__INSTRUÇÃO 1__
Segundo o texto sobre masculinidade e futebol, em que escola o jornalista estudou?
__INSTRUÇÃO 2__
Escreva a continuação do texto sobre masculinidade e futebol a partir da última frase apresentada.

__TEXTO EXTRAÍDO__

=======

Como pode ser explicado que um jornalista, pesquisador, autor de livros, com experiência internacional, possa exprimir o racismo num nível de elaboração de um senhor de engenho do século XVIII? Uma conversa entre homens que revela a estrutura frágil do mundo masculino. Nem a rara oportunidade educacional de ter sido aluno da conhecida experiência alternativa de educação do Ginásio Vocacional Oswaldo Aranha, em São Paulo, anos 70, foi capaz de filtrar a pulsão pela guerra.
A mesma conversa masculina se vê nas “brincadeiras saudáveis” de torcedores que batem-boca, humilham e rotulam seus adversários com apelidos degradantes – incluindo os homofóbicos. Como pode ser explicado tamanho fascínio pelo futebol como substituto da guerra, fenômeno expresso pelo pacato cidadão que, envolvido com seu grupo, atinge a nuca de outro torcedor com uma barra de ferro? Esse mesmo jogo também está presente nas redes sociais quando o assunto é política partidária.

=======

__MATERIAL COLETADO__
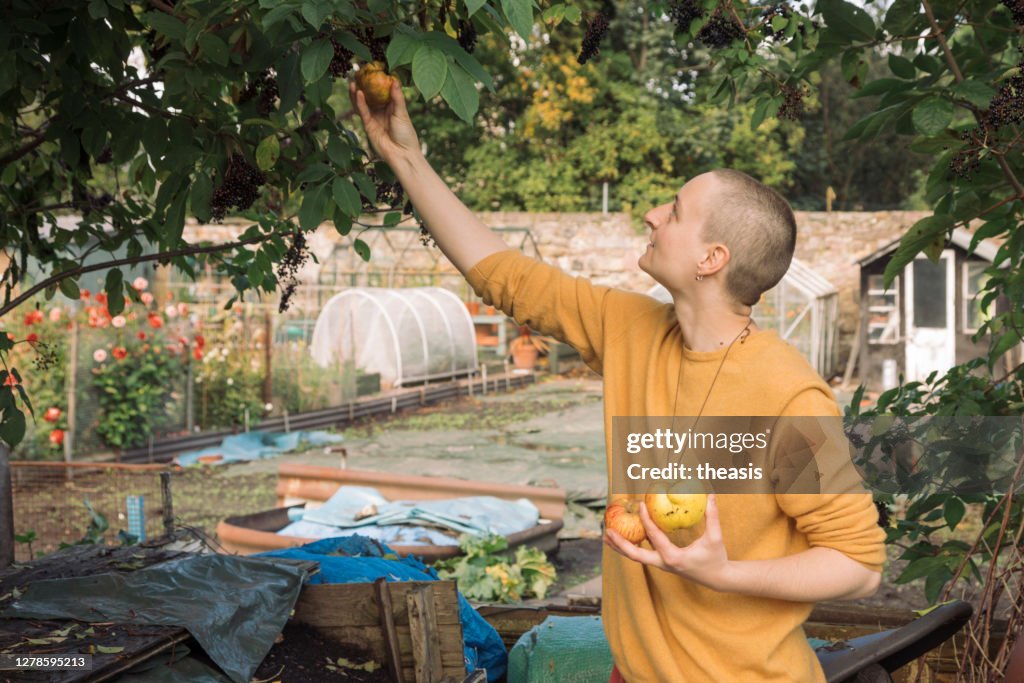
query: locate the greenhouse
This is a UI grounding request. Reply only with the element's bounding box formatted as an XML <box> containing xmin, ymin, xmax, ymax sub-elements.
<box><xmin>647</xmin><ymin>259</ymin><xmax>839</xmax><ymax>378</ymax></box>
<box><xmin>310</xmin><ymin>287</ymin><xmax>476</xmax><ymax>389</ymax></box>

=======

__RESPOSTA 1__
No Ginásio Vocacional Oswaldo Aranha, em São Paulo, nos anos 70.

__RESPOSTA 2__
Num mundo que ama o poder[1], tanto que a própria sexualidade é feita símbolo e instrumento de poder, seria uma certa forma de vingança afirmar que William Waack não sabe amar. Considerando sua necessidade premente de, ainda do alto de sua posição social, reafirmar a supremacia de seu grupo étnico, fazemos uma tentativa de interpretar essa condição psicológica a partir do conceito de caráter autoritário defendido pelo psicanalista Erich Fromm[2].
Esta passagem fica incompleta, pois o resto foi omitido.